Excerpts from point annotation data:
════════

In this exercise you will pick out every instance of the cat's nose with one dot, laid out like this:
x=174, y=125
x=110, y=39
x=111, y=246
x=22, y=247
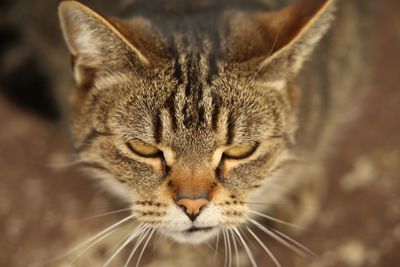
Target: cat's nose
x=191, y=206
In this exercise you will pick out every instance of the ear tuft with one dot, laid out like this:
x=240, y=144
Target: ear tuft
x=276, y=43
x=89, y=34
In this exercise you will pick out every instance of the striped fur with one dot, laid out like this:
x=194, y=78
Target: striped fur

════════

Required task » Rewrite the records above with every "pick out" changed to "mark" and everything else kept as it is. Leave the pictures out of your version.

Exercise output »
In this exercise you will mark every instance of the cat's nose with one dot, laid out like this:
x=174, y=125
x=110, y=39
x=111, y=246
x=22, y=247
Target: cat's nose
x=191, y=206
In this exercise you will mark every instance of the ear tuft with one dot, laid out like this:
x=240, y=144
Target: ear tuft
x=276, y=43
x=89, y=34
In this exercise you will mark every instance of the striped fur with one dot, laid out like this:
x=194, y=78
Target: striped fur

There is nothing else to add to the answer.